— START —

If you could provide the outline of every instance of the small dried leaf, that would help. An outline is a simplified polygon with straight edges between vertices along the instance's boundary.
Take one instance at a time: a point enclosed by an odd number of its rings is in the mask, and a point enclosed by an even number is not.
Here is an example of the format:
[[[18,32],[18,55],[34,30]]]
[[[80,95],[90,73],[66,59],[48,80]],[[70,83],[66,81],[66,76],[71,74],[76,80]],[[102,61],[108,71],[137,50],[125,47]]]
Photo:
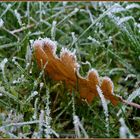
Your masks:
[[[67,88],[72,91],[79,91],[81,98],[85,98],[89,103],[98,95],[97,85],[100,86],[98,72],[91,69],[86,78],[80,76],[79,64],[76,55],[67,49],[62,49],[60,58],[56,55],[56,45],[48,38],[34,42],[34,54],[37,63],[42,68],[46,62],[45,73],[53,80],[64,81]],[[117,105],[119,98],[113,95],[113,83],[105,77],[101,83],[101,89],[106,99]]]

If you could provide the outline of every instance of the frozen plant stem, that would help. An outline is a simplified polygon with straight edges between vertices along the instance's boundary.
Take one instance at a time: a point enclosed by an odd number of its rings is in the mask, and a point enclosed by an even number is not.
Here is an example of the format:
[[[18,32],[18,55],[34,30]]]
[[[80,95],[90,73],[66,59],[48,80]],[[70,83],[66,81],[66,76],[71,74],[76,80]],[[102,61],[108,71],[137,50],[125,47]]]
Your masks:
[[[104,109],[104,114],[106,117],[107,136],[109,136],[109,114],[108,114],[107,102],[106,102],[104,95],[102,93],[102,90],[100,89],[99,86],[97,86],[97,91],[98,91],[99,97],[101,98],[102,106]]]
[[[76,137],[77,138],[81,138],[81,132],[80,132],[80,129],[84,135],[84,138],[88,138],[88,134],[87,132],[85,131],[83,125],[81,124],[80,120],[79,120],[79,117],[76,115],[76,111],[75,111],[75,102],[74,102],[74,94],[72,94],[72,101],[73,101],[73,104],[72,104],[72,108],[73,108],[73,124],[74,124],[74,128],[75,128],[75,134],[76,134]]]

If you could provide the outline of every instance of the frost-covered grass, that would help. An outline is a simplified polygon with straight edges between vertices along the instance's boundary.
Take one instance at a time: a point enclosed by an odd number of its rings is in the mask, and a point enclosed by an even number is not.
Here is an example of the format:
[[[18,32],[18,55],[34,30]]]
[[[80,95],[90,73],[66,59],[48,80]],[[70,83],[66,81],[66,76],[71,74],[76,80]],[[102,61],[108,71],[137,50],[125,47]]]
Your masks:
[[[80,74],[109,76],[115,94],[140,104],[140,4],[0,3],[0,138],[140,137],[140,110],[92,104],[40,71],[32,43],[51,38],[76,50]],[[102,107],[102,104],[104,105]]]

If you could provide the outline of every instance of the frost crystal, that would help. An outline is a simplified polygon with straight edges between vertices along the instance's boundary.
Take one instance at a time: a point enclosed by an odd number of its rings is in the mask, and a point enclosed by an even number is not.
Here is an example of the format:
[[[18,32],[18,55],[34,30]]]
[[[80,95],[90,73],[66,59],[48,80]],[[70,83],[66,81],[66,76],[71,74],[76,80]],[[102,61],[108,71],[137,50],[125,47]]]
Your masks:
[[[133,8],[138,8],[140,9],[140,5],[133,3],[133,4],[129,4],[126,6],[126,9],[133,9]]]

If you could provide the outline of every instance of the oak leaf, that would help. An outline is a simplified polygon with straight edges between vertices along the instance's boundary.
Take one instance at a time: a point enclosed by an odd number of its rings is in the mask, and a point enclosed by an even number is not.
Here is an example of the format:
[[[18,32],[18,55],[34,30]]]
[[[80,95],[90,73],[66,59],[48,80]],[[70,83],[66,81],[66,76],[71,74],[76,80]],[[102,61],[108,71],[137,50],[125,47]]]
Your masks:
[[[108,77],[101,82],[95,69],[89,70],[87,77],[79,74],[79,64],[74,52],[62,48],[60,57],[56,55],[57,46],[48,38],[36,40],[33,44],[34,55],[40,68],[45,67],[45,73],[53,80],[65,82],[69,90],[76,90],[80,97],[89,103],[98,95],[97,85],[101,88],[106,99],[117,105],[120,98],[113,95],[113,82]]]

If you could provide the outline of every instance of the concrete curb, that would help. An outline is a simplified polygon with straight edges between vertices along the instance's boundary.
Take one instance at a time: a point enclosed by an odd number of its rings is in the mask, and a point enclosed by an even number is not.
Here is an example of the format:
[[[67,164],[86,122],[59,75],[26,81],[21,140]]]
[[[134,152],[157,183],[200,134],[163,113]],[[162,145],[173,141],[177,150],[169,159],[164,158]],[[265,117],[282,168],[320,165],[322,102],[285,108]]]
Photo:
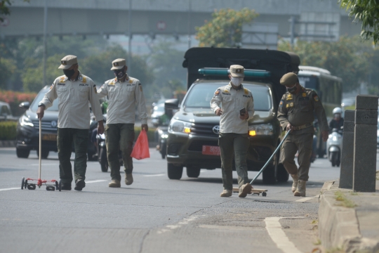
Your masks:
[[[362,238],[355,209],[336,205],[335,193],[352,190],[334,186],[335,181],[326,181],[319,202],[319,237],[326,249],[342,248],[346,252],[377,252],[379,242]]]
[[[16,141],[0,141],[0,148],[15,148]]]

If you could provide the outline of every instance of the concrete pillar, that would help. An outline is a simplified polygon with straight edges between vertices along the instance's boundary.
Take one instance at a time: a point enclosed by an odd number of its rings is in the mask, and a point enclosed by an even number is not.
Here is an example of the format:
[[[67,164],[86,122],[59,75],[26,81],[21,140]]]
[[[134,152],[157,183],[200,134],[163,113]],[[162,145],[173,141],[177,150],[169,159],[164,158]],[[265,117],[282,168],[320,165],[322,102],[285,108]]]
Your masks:
[[[378,96],[358,95],[355,100],[352,189],[375,192]]]
[[[346,110],[343,122],[340,188],[352,189],[355,111]]]

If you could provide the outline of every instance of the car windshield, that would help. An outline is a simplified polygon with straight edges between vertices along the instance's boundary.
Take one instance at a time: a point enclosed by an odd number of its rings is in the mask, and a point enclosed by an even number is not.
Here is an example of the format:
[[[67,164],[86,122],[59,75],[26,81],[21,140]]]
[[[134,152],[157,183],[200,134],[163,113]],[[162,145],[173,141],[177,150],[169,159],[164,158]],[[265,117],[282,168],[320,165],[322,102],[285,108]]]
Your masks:
[[[30,106],[30,110],[34,111],[34,112],[36,112],[38,109],[38,104],[39,103],[39,102],[41,102],[41,100],[42,100],[42,98],[44,98],[44,96],[45,96],[45,94],[46,93],[46,92],[48,92],[48,89],[43,89],[42,91],[39,91],[39,93],[38,93],[38,95],[36,96],[36,98],[34,98],[33,103],[32,103],[32,106]],[[59,103],[59,98],[57,98],[54,100],[54,103],[53,103],[53,106],[47,108],[46,110],[49,110],[49,111],[55,111],[55,112],[58,112],[58,105]]]
[[[184,106],[186,108],[210,108],[211,99],[215,91],[225,83],[206,83],[196,84],[190,91],[185,99]],[[244,88],[253,93],[254,110],[269,111],[272,108],[270,89],[265,86],[244,84]]]

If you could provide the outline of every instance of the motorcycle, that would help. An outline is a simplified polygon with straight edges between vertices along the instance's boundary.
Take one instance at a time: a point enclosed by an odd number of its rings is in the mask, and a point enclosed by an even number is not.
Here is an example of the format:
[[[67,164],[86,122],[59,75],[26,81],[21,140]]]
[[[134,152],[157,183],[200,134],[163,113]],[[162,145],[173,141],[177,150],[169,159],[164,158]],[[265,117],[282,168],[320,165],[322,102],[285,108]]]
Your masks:
[[[159,126],[157,129],[158,132],[158,147],[157,150],[161,153],[162,159],[166,158],[167,154],[167,138],[168,137],[168,127]]]
[[[341,163],[341,150],[343,145],[343,130],[333,129],[326,142],[326,152],[328,158],[332,167],[340,166]]]

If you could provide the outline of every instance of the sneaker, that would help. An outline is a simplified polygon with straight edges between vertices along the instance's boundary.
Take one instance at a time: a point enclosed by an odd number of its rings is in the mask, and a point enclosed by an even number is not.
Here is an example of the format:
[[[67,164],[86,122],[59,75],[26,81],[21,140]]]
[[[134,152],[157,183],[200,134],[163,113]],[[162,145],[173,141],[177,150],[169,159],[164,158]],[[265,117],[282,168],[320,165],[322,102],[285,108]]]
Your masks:
[[[299,180],[298,182],[298,188],[293,193],[293,195],[297,197],[305,197],[305,184],[307,183],[307,181]]]
[[[253,187],[250,183],[245,183],[242,186],[239,188],[238,197],[245,197],[247,196],[248,194],[251,193],[251,189],[253,189]]]
[[[81,190],[84,187],[86,187],[86,182],[83,179],[78,179],[75,181],[75,188],[74,188],[76,190]]]
[[[71,183],[62,183],[60,190],[71,190]]]
[[[293,183],[292,183],[292,192],[295,193],[296,188],[298,188],[298,181],[299,179],[298,174],[291,174],[291,176],[292,177],[292,181],[293,181]]]
[[[230,197],[232,196],[232,193],[233,191],[232,190],[222,190],[221,194],[220,195],[220,197]]]
[[[125,183],[126,186],[130,186],[133,183],[133,175],[132,174],[125,174]]]
[[[112,182],[108,184],[108,186],[112,188],[120,188],[121,183],[117,179],[113,179]]]

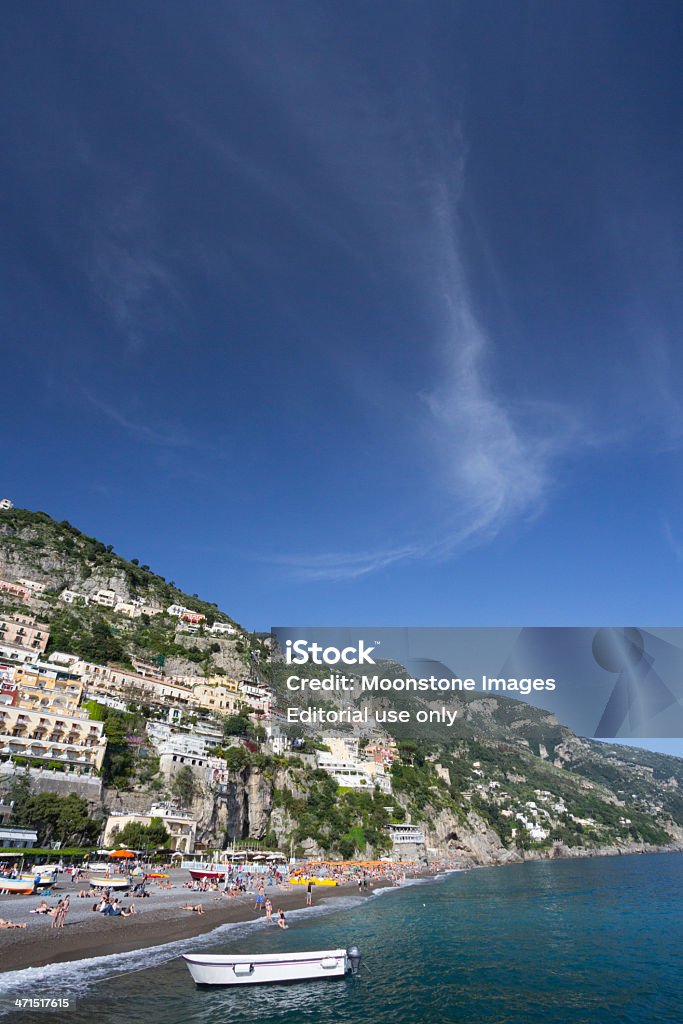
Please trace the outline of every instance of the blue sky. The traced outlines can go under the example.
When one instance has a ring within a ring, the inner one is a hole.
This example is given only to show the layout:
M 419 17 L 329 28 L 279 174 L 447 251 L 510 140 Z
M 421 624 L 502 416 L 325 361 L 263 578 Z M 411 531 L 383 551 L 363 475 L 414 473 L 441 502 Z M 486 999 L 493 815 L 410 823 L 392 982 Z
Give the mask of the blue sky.
M 680 625 L 682 22 L 10 2 L 0 490 L 249 628 Z

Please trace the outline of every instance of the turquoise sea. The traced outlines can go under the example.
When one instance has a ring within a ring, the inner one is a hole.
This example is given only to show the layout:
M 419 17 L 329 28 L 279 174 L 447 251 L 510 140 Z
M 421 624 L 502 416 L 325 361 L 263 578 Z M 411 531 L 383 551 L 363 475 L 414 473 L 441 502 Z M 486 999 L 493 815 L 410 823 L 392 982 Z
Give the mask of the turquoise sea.
M 343 904 L 340 906 L 340 904 Z M 0 1016 L 30 1024 L 681 1024 L 683 855 L 482 868 L 288 914 L 283 932 L 203 940 L 0 975 Z M 163 941 L 163 937 L 160 936 Z M 189 948 L 360 946 L 360 978 L 196 989 Z M 15 1010 L 18 992 L 69 1010 Z

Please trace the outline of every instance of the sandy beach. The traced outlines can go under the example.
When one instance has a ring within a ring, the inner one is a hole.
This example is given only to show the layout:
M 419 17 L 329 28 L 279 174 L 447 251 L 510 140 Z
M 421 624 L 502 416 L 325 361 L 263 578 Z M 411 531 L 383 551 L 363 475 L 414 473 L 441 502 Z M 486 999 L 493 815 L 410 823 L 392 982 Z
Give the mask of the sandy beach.
M 135 906 L 137 911 L 130 918 L 103 916 L 93 913 L 94 899 L 78 897 L 83 883 L 71 882 L 69 876 L 60 876 L 53 895 L 46 898 L 50 906 L 57 903 L 67 893 L 71 896 L 71 908 L 63 928 L 51 928 L 48 915 L 31 913 L 41 902 L 40 896 L 0 896 L 0 918 L 14 924 L 26 924 L 26 929 L 0 930 L 1 971 L 19 971 L 29 967 L 43 967 L 46 964 L 83 959 L 89 956 L 106 956 L 110 953 L 142 949 L 178 939 L 191 938 L 212 931 L 219 925 L 245 921 L 256 921 L 259 911 L 254 909 L 254 893 L 225 897 L 220 893 L 200 893 L 183 888 L 187 872 L 171 870 L 173 888 L 163 889 L 150 886 L 148 899 L 133 899 L 121 896 L 122 904 Z M 325 900 L 334 901 L 340 896 L 369 896 L 378 889 L 391 885 L 385 880 L 372 882 L 365 893 L 359 893 L 355 885 L 317 887 L 313 891 L 313 905 Z M 306 891 L 303 886 L 271 886 L 266 890 L 273 906 L 273 916 L 278 907 L 285 911 L 305 907 Z M 183 903 L 204 906 L 204 913 L 181 909 Z M 260 912 L 264 918 L 264 911 Z

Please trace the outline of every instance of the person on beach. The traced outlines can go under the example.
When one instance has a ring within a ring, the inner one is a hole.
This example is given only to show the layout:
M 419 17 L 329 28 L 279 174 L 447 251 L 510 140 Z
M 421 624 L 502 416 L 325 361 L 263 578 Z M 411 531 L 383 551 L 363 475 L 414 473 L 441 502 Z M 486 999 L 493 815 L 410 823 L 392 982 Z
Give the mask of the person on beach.
M 69 893 L 61 900 L 61 910 L 59 911 L 59 920 L 57 922 L 57 928 L 65 927 L 65 921 L 67 920 L 67 914 L 69 913 L 69 907 L 71 906 L 71 896 Z
M 52 924 L 50 925 L 50 928 L 59 928 L 59 918 L 61 916 L 62 903 L 63 900 L 60 899 L 57 905 L 55 906 L 54 910 L 52 910 Z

— END —

Rewrite the lines of the listing from the one containing "Please trace the outline of every instance of the turquoise" through the one containing "M 343 904 L", inclusive, changing "turquoise sea" to "open water" and leaving everything else untouched.

Please trace the outline of every instance of the open water. The traced outlines can go under the example.
When one instance has a ring within a ring, the inner one is a hole.
This example is given only to show the layout:
M 419 17 L 329 28 L 279 174 L 447 251 L 510 140 Z
M 421 624 L 502 416 L 325 361 L 263 578 Z M 411 531 L 383 551 L 363 475 L 414 473 L 441 502 Z M 486 999 L 493 815 L 410 823 L 392 982 Z
Give the mask of the open water.
M 343 904 L 340 906 L 340 904 Z M 0 1016 L 30 1024 L 681 1024 L 683 855 L 482 868 L 288 914 L 283 932 L 203 940 L 0 975 Z M 163 941 L 163 937 L 160 936 Z M 189 948 L 360 946 L 360 978 L 196 989 Z M 15 1010 L 18 992 L 69 1010 Z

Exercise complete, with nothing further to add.